*** Source records ***
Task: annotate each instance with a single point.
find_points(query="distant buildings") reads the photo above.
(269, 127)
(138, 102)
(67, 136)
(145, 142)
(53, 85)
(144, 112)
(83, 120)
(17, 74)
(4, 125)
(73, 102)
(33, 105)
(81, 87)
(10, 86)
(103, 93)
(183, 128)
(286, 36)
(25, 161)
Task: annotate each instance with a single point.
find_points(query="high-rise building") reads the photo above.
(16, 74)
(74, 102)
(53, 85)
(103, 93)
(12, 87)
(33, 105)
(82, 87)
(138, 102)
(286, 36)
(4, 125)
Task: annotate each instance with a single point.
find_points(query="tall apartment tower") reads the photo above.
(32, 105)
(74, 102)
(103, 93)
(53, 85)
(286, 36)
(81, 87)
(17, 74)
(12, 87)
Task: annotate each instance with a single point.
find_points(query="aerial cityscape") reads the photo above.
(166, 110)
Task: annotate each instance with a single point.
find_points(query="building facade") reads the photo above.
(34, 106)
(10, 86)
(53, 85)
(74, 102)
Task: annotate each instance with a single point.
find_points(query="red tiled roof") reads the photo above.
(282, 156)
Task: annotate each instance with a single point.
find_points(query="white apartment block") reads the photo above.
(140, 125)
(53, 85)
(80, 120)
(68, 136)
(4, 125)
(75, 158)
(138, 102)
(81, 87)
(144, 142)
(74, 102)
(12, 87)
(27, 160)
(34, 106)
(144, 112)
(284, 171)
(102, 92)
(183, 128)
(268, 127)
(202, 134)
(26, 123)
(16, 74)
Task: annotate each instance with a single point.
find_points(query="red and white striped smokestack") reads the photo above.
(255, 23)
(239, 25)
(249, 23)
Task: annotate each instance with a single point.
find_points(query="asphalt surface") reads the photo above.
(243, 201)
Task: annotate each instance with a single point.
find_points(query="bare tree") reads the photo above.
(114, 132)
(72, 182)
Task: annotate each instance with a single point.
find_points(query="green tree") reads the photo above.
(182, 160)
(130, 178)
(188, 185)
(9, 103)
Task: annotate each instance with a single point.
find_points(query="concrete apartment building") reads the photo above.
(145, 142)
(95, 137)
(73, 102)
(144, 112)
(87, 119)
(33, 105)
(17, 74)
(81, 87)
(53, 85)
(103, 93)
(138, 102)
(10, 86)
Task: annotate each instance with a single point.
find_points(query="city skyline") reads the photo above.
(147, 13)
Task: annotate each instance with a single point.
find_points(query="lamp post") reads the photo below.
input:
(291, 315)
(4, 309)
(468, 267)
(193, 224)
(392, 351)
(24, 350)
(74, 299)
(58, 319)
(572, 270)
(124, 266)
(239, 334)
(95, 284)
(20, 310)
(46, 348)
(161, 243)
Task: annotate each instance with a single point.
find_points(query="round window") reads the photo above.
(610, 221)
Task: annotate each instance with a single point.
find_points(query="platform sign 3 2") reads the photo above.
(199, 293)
***
▶ [Set problem]
All of the material above needs to be retyped word for word.

▶ [Task solution]
Task: annotate each instance with a single point.
find_points(query="distant buildings") reads the photo above.
(269, 127)
(138, 102)
(67, 136)
(145, 142)
(53, 85)
(144, 112)
(83, 120)
(17, 74)
(4, 125)
(73, 102)
(33, 105)
(81, 87)
(10, 86)
(103, 93)
(183, 128)
(286, 36)
(25, 161)
Task: annotate each instance with a single point.
find_points(query="high-rise building") reads the photo above.
(16, 74)
(74, 102)
(53, 85)
(103, 93)
(12, 87)
(33, 105)
(82, 87)
(138, 102)
(286, 36)
(4, 125)
Task: annotate each instance with a single point.
find_points(query="tall apartment tower") reads the photo above.
(32, 105)
(74, 102)
(103, 93)
(53, 85)
(286, 36)
(81, 87)
(17, 74)
(12, 87)
Task: annotate each instance with a single point.
find_points(query="aerial cityscape") reads the photo above.
(166, 110)
Task: annotate each instance with a single point.
find_points(query="building facade") reads the photo above.
(34, 106)
(10, 86)
(53, 85)
(74, 102)
Task: annotate each instance with a single point.
find_points(query="red tiled roof") reads the photo above.
(282, 156)
Task: annotate each instance with a single point.
find_points(query="white apartment block") reads the photo above.
(140, 125)
(53, 85)
(80, 120)
(68, 136)
(4, 125)
(75, 158)
(138, 102)
(81, 87)
(144, 142)
(74, 102)
(12, 87)
(27, 160)
(34, 106)
(144, 112)
(284, 171)
(102, 92)
(183, 128)
(268, 127)
(202, 134)
(26, 123)
(16, 74)
Task: annotate each instance with a single point.
find_points(query="red and white striped smokestack") reads the photo above.
(255, 23)
(239, 25)
(249, 23)
Task: annotate each instance with a single point.
find_points(query="asphalt surface") reads the photo above.
(243, 201)
Task: annotate each instance with a single point.
find_points(query="bare tree") reads the photo above.
(114, 132)
(72, 182)
Task: annotate each instance with a single point.
find_points(query="green tree") reads the photo above.
(182, 160)
(130, 178)
(188, 185)
(9, 103)
Task: annotate each instance with a single point.
find_points(query="concrete apartment building") reads the photo above.
(145, 142)
(95, 137)
(73, 102)
(144, 112)
(87, 119)
(33, 105)
(17, 74)
(81, 87)
(53, 85)
(103, 93)
(138, 102)
(10, 86)
Task: annotate each instance with a single point.
find_points(query="city skyline") reads the photo above.
(147, 13)
Task: annotate each instance with a single point.
find_points(query="lamp post") reads the photo below.
input:
(291, 315)
(4, 309)
(468, 267)
(193, 224)
(392, 351)
(24, 350)
(74, 299)
(58, 319)
(572, 270)
(124, 266)
(239, 334)
(95, 284)
(20, 310)
(46, 348)
(161, 243)
Task: annotate each instance with a single point.
find_points(query="round window") reads the photo above.
(610, 221)
Task: annotate each instance with a single point.
find_points(query="platform sign 3 2") reads the photo above.
(199, 293)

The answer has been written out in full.